Problem description - Copy out the whole listing exactly as written, leaving the pictures behind.

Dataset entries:
....

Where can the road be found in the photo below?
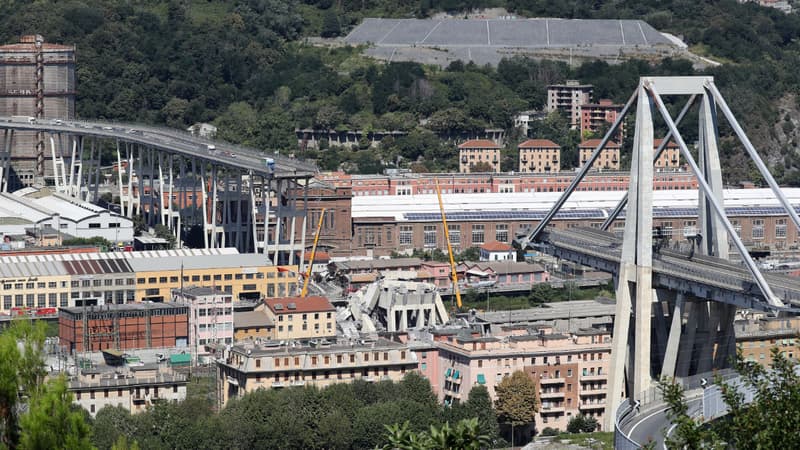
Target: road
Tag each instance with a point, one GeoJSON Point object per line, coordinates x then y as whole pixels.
{"type": "Point", "coordinates": [173, 141]}
{"type": "Point", "coordinates": [653, 425]}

....

Right answer -
Where can the road be found in the photo below?
Target: road
Tag each instance with a point, one GeoJSON Point object per line, coordinates x then y as whole pixels.
{"type": "Point", "coordinates": [173, 141]}
{"type": "Point", "coordinates": [653, 425]}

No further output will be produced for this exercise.